+++ Selected excerpt +++

Adaptive human–robot collaboration in wind turbine manufacturing using digital twins

Building Bigger Turbines with Smarter Help

Wind turbines are getting enormous, with some offshore machines now tall enough to rival skyscrapers. These giants can deliver cheap, clean electricity, but putting them together is still hard, hands-on work. This article explores how factory workers can team up with new kinds of robots and their virtual "twins" to assemble key turbine parts faster, more safely, and with fewer costly mistakes.

Why Giant Turbines Need a New Kind of Help

Modern wind turbines have grown in size and power because larger rotors capture more energy from the wind. The result is cheaper electricity and a smaller carbon footprint over each turbine’s lifetime. Yet manufacturing the huge towers, blades, and nacelles that sit atop them remains largely manual. Workers must lift, measure, and assemble long, heavy components around curved surfaces, often in cramped or elevated spaces. Frequent design changes make traditional, fixed industrial robots a poor fit, because those systems are expensive to reprogram and lock manufacturers into rigid layouts. At the same time, many countries that build complex turbine parts face aging workforces and shortages of skilled labor, adding pressure to find new ways to support human workers on the factory floor.

Robots That Work Beside People, Not Instead of Them

The authors focus on a class of machines called collaborative robots, or cobots, designed to share space with people rather than sit behind safety fences. Unlike traditional robots built for one narrow task, the proposed mobile robot assistant combines a small robotic arm with a wheeled base so it can move between stations. The assistant is meant to handle repetitive, precision work while humans do judgment-heavy tasks such as inspection and problem-solving. To make this system adaptable instead of single-purpose, the team designs it around modular hardware—tools that can be swapped on the robot’s wrist—and flexible software that can be reconfigured for new products and tasks. A central idea is that humans remain in charge, with the robot acting like a skilled helper that can be reassigned where it is most needed.

Using a Virtual Twin to Design and Steer the Robot

A key innovation in this work is the use of a digital twin: a high-fidelity virtual copy of the robot, its tools, and the turbine parts it will assemble. Engineers import turbine designs from computer-aided design files into simulation software and program the robot to reach specific points on those parts. In this virtual world, they can test whether the arm can reach every location, adjust its paths to avoid collisions, and estimate how long tasks will take, all before building or reconfiguring physical equipment. The digital twin remains connected to the real robot during operation, allowing positions and motions to be exchanged back and forth. This link makes it easier to fine-tune the system, correct offsets such as small differences in where a laser points, and update programs quickly when turbine designs change.

A Real Factory Test on a Tricky Assembly Job

To show how the concept works in practice, the researchers partnered with a leading wind turbine maker and tackled a specific bottleneck: installing dozens of cable trays on a large steel frame inside the turbine’s nacelle. Workers previously had to measure by hand along a curved surface, struggling with depth perception and often introducing small placement errors that later caused cables to be too short. The mobile robot assistant was equipped with a custom, 3D-printed tool that holds multiple laser units. Guided by the digital twin, the robot projects thin, bright lines onto the steel frame at the exact spots and angles where trays must be mounted. A worker, standing on a platform or inside the frame, simply aligns each tray with the laser markings instead of measuring repeatedly. Tests showed the system could keep placement errors within about a few millimeters, eliminated cable-length problems in the trials, and cut assembly time from roughly forty minutes to about twenty-five minutes per frame—a reduction of around one-third.

+++ Data +++

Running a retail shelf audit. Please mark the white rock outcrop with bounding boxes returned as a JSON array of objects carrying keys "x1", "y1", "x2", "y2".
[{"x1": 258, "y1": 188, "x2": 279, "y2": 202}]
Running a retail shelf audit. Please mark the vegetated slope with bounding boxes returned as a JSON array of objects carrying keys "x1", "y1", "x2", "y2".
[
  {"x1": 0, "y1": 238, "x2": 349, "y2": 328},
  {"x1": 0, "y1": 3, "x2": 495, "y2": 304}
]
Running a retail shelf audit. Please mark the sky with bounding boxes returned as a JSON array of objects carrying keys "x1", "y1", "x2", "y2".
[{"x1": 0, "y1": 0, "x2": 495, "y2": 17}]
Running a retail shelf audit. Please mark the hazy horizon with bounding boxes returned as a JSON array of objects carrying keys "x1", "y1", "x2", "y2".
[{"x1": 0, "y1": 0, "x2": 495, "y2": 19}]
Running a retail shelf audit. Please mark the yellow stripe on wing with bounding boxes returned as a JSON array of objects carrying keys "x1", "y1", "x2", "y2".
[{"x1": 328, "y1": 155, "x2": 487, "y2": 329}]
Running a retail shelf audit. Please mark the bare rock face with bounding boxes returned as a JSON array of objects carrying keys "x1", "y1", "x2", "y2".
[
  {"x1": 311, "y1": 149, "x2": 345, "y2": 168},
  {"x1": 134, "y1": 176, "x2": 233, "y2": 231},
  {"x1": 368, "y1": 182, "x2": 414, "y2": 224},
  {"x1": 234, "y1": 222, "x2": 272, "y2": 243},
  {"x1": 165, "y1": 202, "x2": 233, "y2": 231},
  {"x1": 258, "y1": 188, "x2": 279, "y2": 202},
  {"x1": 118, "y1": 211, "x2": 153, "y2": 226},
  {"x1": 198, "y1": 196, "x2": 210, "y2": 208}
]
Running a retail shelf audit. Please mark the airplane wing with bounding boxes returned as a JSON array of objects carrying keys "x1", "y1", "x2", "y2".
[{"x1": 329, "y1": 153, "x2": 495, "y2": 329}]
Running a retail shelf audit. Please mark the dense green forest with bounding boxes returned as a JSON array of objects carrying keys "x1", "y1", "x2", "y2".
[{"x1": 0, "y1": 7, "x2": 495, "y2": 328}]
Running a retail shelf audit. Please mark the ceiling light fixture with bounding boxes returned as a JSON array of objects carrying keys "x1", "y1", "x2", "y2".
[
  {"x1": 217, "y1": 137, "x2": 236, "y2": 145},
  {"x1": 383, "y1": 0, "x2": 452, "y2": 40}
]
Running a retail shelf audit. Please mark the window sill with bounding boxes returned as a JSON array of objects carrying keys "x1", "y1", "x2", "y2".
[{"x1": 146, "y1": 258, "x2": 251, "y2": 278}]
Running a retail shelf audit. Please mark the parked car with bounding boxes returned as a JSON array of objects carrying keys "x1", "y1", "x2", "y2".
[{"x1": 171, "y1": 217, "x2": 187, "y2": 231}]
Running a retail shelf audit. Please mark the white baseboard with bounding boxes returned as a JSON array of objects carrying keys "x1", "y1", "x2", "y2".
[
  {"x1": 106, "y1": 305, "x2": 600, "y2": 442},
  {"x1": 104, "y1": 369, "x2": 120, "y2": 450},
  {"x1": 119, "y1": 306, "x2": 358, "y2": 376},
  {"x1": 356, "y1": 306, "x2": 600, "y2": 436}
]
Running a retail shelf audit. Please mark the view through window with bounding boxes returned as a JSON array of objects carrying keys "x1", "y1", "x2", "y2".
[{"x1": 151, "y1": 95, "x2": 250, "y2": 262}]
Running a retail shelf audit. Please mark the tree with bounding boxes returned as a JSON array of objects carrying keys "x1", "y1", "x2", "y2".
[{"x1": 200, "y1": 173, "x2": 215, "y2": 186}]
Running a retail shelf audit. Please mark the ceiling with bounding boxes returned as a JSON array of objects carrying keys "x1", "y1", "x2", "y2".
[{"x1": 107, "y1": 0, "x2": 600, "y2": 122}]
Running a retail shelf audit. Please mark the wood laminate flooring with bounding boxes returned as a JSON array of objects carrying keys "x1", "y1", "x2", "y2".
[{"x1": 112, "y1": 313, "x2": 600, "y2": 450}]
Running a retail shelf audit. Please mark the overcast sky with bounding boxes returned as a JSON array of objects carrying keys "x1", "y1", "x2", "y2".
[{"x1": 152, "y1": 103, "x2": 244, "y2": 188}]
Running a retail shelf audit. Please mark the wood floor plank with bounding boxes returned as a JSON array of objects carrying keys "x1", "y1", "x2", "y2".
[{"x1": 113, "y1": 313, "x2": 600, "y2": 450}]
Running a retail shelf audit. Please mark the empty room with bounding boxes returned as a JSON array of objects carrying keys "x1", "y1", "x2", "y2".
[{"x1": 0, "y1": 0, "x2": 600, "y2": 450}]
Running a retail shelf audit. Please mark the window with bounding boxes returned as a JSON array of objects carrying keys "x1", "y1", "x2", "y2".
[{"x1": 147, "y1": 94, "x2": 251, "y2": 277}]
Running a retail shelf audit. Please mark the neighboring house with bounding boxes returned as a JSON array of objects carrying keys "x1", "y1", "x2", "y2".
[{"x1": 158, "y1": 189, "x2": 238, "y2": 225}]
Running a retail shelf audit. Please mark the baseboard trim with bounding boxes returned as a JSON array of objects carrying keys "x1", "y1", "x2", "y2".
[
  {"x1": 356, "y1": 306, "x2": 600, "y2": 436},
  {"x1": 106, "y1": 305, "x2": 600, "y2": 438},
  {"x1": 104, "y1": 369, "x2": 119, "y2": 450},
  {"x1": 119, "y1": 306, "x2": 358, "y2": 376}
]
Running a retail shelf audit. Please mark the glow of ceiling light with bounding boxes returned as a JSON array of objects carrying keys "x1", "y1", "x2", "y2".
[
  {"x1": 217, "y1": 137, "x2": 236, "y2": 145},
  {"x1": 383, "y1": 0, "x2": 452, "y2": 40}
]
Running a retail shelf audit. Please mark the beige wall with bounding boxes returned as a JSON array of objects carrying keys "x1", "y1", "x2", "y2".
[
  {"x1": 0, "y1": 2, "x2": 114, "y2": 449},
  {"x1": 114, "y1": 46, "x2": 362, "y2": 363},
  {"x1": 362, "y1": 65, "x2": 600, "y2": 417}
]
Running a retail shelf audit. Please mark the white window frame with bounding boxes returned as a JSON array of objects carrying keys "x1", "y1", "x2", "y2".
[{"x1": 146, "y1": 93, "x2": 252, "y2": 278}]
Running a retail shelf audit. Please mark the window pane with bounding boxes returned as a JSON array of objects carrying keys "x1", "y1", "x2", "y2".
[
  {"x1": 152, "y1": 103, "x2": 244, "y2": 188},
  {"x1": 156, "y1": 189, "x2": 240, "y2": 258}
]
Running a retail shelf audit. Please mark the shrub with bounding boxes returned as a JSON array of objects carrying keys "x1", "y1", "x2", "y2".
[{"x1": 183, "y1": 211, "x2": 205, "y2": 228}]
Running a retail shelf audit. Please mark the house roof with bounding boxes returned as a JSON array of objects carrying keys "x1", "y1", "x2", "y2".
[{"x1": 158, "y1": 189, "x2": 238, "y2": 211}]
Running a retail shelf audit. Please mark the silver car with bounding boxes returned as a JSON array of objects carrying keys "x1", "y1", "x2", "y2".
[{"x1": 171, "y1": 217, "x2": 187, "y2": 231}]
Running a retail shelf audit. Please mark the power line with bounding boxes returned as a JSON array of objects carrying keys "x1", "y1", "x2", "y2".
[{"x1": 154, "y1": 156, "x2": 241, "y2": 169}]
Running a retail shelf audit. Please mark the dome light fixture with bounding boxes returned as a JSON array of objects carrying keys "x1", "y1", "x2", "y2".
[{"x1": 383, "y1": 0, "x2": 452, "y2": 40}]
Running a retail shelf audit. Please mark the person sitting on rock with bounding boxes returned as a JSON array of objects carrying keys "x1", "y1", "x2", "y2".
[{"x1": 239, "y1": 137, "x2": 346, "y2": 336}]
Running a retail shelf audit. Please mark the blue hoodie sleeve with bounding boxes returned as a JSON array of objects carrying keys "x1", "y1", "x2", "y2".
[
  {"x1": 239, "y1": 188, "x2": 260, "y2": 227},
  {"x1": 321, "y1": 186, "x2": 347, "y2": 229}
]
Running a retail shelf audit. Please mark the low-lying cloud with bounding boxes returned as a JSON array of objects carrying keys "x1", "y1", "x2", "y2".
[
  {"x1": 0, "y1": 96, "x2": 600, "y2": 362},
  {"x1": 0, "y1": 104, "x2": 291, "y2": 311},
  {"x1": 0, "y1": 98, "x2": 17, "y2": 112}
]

+++

Continue the article on robots and digital twins in wind turbine assembly, starting right after its final sentence.

# [Exercise result]
Keeping Control at the Worker’s Wrist

Because the robot operates near people, the way workers interact with it is crucial. The team experimented with several wireless control options, including handheld remotes and smartphones, and found that a smartwatch worked best on the shop floor. Its simple buttons let operators start, pause, or move the robot to the next location without walking over to a control panel. Behind the scenes, a small smart relay converts these button presses into signals for the robot’s controller. Operators reported that the smartwatch controls felt natural and convenient, and the overall process seemed more efficient because they no longer had to stop work to take measurements or make repeated visual checks. The system is designed so the robot can later be reconfigured—with an automatic tool changer, for example—to perform other tasks such as bolt assembly when it is not needed for cable trays.

What This Means for Clean Energy Manufacturing

The study concludes that pairing human workers with mobile cobots and their digital twins can make it easier to build the very large machines needed for a clean energy future. Instead of aiming to replace people, the system offloads tedious and error-prone steps, while keeping humans in control through simple wearable interfaces. Even though there are still challenges ahead—such as adding full autonomous mobility, improving vision-based calibration, and meeting strict safety rules—the approach proved capable of improving accuracy, cutting labor time, and being accepted by workers. As turbines continue to grow and factories look for ways to stay flexible, the authors argue that adaptable robot assistants like this could become a key piece of the puzzle in scaling up renewable energy technologies.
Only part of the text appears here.